DÉTAILS DU PROBLÈME: Extrayez des entrées toutes les lignes qui contiennent la chaîne "facade", en respectant la casse.

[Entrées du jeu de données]

────

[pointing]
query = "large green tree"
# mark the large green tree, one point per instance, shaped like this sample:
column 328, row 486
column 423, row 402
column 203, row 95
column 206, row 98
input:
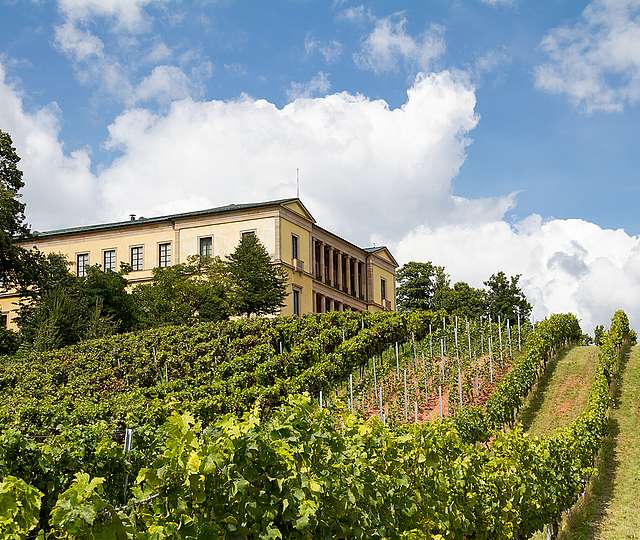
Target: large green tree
column 259, row 287
column 505, row 297
column 195, row 291
column 12, row 220
column 57, row 308
column 421, row 285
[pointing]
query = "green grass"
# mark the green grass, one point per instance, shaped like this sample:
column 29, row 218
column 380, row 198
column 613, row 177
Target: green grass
column 562, row 392
column 611, row 509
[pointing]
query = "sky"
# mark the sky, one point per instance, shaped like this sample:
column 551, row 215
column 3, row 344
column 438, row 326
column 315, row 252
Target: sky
column 482, row 135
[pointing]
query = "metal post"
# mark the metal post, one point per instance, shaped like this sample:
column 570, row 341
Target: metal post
column 406, row 398
column 351, row 392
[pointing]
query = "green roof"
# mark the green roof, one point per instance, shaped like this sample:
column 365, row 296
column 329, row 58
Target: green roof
column 160, row 219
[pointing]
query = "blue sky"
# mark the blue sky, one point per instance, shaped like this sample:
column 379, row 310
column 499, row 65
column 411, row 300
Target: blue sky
column 562, row 161
column 479, row 134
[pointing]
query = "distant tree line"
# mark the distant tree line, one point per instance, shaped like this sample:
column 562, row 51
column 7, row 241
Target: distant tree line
column 58, row 308
column 423, row 285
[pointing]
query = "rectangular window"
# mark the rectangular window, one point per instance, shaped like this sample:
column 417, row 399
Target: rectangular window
column 82, row 263
column 137, row 258
column 206, row 247
column 296, row 302
column 164, row 255
column 109, row 260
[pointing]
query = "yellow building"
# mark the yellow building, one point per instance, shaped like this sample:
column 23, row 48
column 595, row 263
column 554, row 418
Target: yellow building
column 326, row 272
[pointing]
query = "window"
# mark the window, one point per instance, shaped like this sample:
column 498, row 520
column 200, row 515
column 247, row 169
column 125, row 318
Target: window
column 296, row 302
column 137, row 258
column 164, row 255
column 206, row 246
column 109, row 260
column 82, row 263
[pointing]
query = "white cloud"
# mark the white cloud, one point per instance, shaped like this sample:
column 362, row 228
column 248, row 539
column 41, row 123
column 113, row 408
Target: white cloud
column 330, row 50
column 319, row 84
column 368, row 172
column 389, row 45
column 57, row 183
column 117, row 79
column 164, row 84
column 567, row 265
column 158, row 53
column 128, row 14
column 595, row 62
column 495, row 3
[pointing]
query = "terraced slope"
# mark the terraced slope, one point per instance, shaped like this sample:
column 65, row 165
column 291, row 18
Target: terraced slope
column 611, row 510
column 562, row 393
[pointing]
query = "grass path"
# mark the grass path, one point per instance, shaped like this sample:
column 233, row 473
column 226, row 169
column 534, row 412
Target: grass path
column 611, row 511
column 562, row 393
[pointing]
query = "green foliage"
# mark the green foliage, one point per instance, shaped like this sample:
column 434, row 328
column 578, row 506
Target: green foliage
column 598, row 335
column 504, row 297
column 19, row 508
column 258, row 286
column 419, row 285
column 303, row 472
column 11, row 209
column 59, row 309
column 187, row 293
column 9, row 341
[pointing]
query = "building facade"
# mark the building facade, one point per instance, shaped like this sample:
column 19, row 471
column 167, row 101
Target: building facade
column 325, row 272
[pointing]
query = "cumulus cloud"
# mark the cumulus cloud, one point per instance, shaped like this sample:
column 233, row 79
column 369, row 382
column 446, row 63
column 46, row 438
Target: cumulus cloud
column 113, row 77
column 319, row 84
column 128, row 14
column 567, row 265
column 57, row 183
column 368, row 171
column 595, row 62
column 330, row 51
column 390, row 45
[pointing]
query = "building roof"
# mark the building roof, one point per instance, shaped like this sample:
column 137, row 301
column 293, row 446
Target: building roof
column 160, row 219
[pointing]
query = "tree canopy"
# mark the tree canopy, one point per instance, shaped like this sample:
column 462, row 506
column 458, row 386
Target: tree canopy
column 12, row 219
column 258, row 287
column 423, row 285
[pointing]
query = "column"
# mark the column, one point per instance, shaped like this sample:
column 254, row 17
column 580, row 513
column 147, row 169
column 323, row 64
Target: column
column 331, row 266
column 321, row 261
column 348, row 276
column 356, row 280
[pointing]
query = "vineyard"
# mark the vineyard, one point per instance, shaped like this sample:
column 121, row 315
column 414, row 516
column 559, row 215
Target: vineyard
column 343, row 424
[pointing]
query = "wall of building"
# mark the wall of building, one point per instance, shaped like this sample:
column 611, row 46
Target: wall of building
column 226, row 235
column 379, row 272
column 301, row 280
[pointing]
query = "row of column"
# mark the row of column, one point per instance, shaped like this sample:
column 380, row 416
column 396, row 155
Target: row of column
column 323, row 268
column 323, row 304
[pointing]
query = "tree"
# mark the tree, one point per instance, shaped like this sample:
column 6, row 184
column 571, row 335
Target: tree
column 258, row 286
column 12, row 218
column 505, row 297
column 195, row 291
column 58, row 308
column 598, row 335
column 462, row 300
column 421, row 285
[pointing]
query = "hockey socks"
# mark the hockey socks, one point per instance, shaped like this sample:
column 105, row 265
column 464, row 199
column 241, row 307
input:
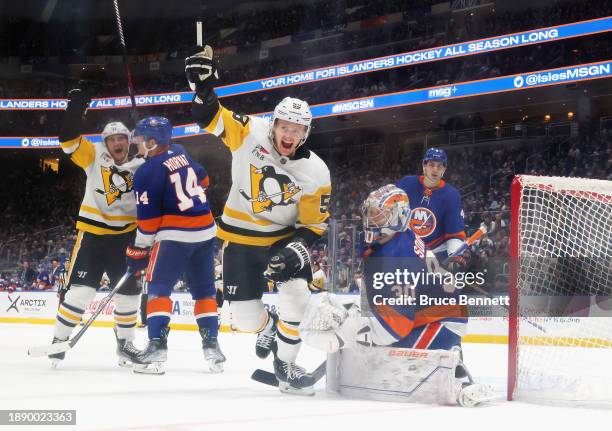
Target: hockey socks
column 205, row 312
column 159, row 310
column 126, row 315
column 288, row 340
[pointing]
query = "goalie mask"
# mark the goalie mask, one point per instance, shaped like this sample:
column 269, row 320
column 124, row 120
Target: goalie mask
column 294, row 111
column 385, row 212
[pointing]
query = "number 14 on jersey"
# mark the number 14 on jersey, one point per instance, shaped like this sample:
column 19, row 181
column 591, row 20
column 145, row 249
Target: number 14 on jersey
column 185, row 193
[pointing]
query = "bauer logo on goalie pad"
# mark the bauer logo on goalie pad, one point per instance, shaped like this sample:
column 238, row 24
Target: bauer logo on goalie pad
column 324, row 206
column 422, row 221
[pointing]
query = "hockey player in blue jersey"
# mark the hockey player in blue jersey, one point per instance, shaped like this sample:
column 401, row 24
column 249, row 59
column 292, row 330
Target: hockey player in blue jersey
column 399, row 318
column 391, row 246
column 175, row 236
column 437, row 214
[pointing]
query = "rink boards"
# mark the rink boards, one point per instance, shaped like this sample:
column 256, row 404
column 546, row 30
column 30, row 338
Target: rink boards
column 40, row 307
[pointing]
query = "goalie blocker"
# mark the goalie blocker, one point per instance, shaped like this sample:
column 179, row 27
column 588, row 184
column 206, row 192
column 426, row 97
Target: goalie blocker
column 356, row 367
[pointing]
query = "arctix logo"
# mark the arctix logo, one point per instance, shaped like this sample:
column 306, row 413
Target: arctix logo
column 13, row 304
column 408, row 353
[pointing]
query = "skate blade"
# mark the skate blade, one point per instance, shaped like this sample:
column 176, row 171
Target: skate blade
column 286, row 388
column 475, row 394
column 152, row 368
column 125, row 363
column 215, row 366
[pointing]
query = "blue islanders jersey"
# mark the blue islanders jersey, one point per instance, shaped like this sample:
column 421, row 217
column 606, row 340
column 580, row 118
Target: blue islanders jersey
column 170, row 199
column 403, row 252
column 436, row 214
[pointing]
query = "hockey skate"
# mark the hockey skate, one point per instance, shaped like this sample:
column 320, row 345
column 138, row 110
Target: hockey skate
column 474, row 394
column 266, row 340
column 127, row 353
column 151, row 359
column 57, row 357
column 212, row 352
column 293, row 379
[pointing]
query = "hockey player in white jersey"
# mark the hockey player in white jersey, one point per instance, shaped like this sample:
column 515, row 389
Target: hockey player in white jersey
column 106, row 224
column 276, row 209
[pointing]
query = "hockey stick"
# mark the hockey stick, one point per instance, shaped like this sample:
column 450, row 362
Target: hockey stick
column 64, row 346
column 128, row 72
column 268, row 378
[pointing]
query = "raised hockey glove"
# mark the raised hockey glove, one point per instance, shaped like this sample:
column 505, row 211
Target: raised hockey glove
column 287, row 262
column 200, row 70
column 137, row 259
column 78, row 102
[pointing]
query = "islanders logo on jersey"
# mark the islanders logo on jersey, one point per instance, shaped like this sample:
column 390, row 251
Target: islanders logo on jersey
column 116, row 183
column 270, row 189
column 422, row 221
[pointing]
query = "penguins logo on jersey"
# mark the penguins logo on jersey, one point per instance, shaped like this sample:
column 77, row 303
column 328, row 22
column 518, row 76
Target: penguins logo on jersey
column 269, row 189
column 422, row 221
column 116, row 183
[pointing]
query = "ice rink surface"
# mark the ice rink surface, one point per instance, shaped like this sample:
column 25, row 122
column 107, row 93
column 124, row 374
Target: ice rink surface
column 107, row 397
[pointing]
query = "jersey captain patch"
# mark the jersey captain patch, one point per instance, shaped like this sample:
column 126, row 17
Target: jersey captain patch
column 269, row 189
column 422, row 221
column 116, row 183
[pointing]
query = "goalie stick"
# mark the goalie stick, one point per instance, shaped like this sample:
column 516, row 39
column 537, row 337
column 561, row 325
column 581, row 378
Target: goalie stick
column 128, row 72
column 64, row 346
column 268, row 378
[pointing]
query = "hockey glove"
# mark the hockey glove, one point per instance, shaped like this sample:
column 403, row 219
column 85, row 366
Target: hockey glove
column 200, row 70
column 457, row 263
column 78, row 102
column 287, row 262
column 137, row 259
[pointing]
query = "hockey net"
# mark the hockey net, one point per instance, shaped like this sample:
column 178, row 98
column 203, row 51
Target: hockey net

────

RÉSULTAT PRODUIT:
query = "building facade"
# mark the building facade, one point per instance, shaped like this sample:
Target: building facade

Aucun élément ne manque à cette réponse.